* **Work to do**: Write out all of the material below word for word, but leave out the pictures.
START Exercise material
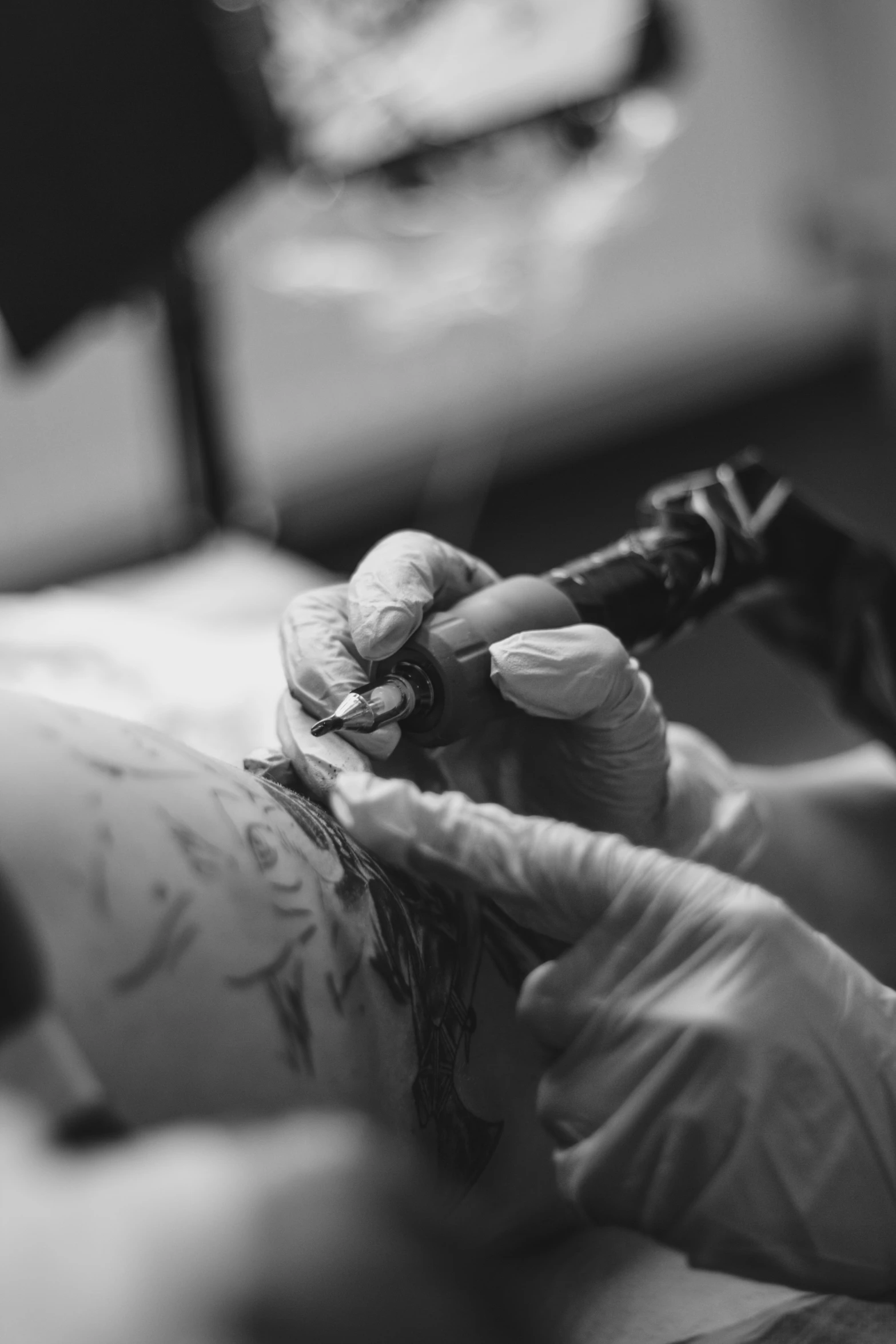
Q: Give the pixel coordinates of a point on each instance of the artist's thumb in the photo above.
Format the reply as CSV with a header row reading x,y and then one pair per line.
x,y
548,876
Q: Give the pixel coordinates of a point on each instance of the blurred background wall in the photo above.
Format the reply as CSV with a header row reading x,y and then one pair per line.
x,y
714,288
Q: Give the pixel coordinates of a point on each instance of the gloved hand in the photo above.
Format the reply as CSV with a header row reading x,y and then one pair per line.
x,y
722,1077
590,746
313,1230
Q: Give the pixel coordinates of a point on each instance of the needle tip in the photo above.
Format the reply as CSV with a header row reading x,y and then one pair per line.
x,y
325,726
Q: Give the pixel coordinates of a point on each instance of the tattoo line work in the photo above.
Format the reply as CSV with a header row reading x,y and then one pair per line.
x,y
284,981
168,944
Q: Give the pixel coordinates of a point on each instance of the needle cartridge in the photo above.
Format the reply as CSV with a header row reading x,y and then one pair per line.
x,y
367,710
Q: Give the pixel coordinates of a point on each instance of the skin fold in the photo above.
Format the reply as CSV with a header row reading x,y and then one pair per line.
x,y
221,949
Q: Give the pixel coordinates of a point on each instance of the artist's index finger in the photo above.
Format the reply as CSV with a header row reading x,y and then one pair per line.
x,y
399,581
318,659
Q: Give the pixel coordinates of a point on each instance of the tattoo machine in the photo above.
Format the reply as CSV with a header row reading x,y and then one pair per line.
x,y
38,1055
732,534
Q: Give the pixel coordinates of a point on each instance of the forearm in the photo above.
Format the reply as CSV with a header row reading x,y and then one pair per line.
x,y
221,949
831,849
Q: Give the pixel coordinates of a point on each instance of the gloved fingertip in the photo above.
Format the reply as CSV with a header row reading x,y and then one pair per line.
x,y
378,745
376,634
548,1015
533,988
375,811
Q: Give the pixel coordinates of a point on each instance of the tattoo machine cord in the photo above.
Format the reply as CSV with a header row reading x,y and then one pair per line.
x,y
730,535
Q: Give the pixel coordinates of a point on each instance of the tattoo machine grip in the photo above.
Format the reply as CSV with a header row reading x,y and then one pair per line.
x,y
698,550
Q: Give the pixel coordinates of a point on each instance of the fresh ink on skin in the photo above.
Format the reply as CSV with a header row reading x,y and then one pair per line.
x,y
284,983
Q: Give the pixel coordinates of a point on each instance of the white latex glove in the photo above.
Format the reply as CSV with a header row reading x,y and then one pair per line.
x,y
313,1230
589,747
722,1077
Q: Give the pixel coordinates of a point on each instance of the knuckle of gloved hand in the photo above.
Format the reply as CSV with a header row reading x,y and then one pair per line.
x,y
558,1112
755,914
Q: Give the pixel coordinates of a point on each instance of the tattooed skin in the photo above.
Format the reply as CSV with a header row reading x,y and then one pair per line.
x,y
222,949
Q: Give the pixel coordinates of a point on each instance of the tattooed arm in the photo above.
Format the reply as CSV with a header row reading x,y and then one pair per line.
x,y
221,949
END Exercise material
* **Finished exercise**:
Q: Give the pixel coordinates of a point on each instance of the artist's thumb in the photo above.
Format the reply as CSV with a header row reading x,y and then one pair per line.
x,y
548,876
Q: Give the pixel coordinates of a point on each instance of the blurred background wall in the photo above.
Format the reply as CSV with a header row reading x,y and then one pair per line.
x,y
714,288
Q: Give the pixel coordinates of a point on each instance of the gloved hand in the photo above.
Format the reply as CSV with a header row reading x,y and then one pair per line.
x,y
722,1077
590,746
313,1230
Q: Give the pixel coordinates of a point on each instance of the needle tip in the photo above.
Format the reply as CSV with a header row reading x,y and then one pair per line.
x,y
325,726
Q: Give the pixel coordinates of a point on each instance of the tattoo line work in the photo above.
Format the reply as CSV with a header row reading x,y and then one pair per line.
x,y
284,981
168,944
Q: Give the pixel coordinates of a point on each instance of the needle cartridge in the photo above.
Format the reply as CSV with a header row reading x,y and then one pair per line.
x,y
367,710
Q: Give the pixel coordinates of a point on each instance of the skin fold in the photo above.
Format the reply as CSV with a header row reading x,y and then one pair per line.
x,y
221,949
Q: Give the pixel coordinates of a point on each instance of the artist's index finger in the photo above.
Format the reply as CSV with a header row reading x,y and then one pair per line.
x,y
399,581
318,659
Q: Give the pixel coordinates of a point on each instance of the tattoo machine in the photo above.
Format the reply as CSV with a header row reading x,y and then one pair per line.
x,y
38,1055
732,534
Q: Give the pixel coordinates of a point on each instance of the forearm in the photo above.
Format the reply as CSV with a header row reading x,y and then one pair per line.
x,y
221,949
831,849
Q: Give the pixel coordinates of a point on each instance of the gloved fingertip in the photo above.
Format the reply as CSV with a header row reading x,y and then one pair per line.
x,y
378,745
376,634
548,1015
533,988
375,811
Q: Give the pixel coordinates of a point on each instance of the tattoo machine cord in the photo above.
Format the reply as CSV with a header row reading x,y and then one pair per line.
x,y
730,535
Q: Give the pixel coordinates of a point on each instance of the tattoo machine grip in the photo above.
Format the reply as CSV with a header row reading x,y and then one pair per line.
x,y
698,550
Q: Give the pixel coordinates of a point on each instance of the fresh ink on skin in the photo above.
Format the reply as CSV with a header row reading x,y and then one pair per line.
x,y
284,983
Q: Give the pixel coordinates of a point on each instance of the white latex glove in the photo above.
Format the reply as CSV with a header row reading x,y and then one pair per line.
x,y
313,1230
589,747
722,1077
Q: Give the pixel coordinates of a point on each instance of the knuckle of gloved hand in the photo above.
Format the reply as CSV with a header row reading x,y and then one pair per line.
x,y
558,1112
755,914
Q: Give the pixel coordinates of a point on each instance of the tattooed skin in the photo above.
Format the reply as CSV with a header row reading x,y and then one pair per line.
x,y
222,949
Q: Give the pixel coordinates of a point on each instance of the tattooed arm in the photo above.
Format the reply as CSV with a header row reading x,y and then one pair per line.
x,y
221,949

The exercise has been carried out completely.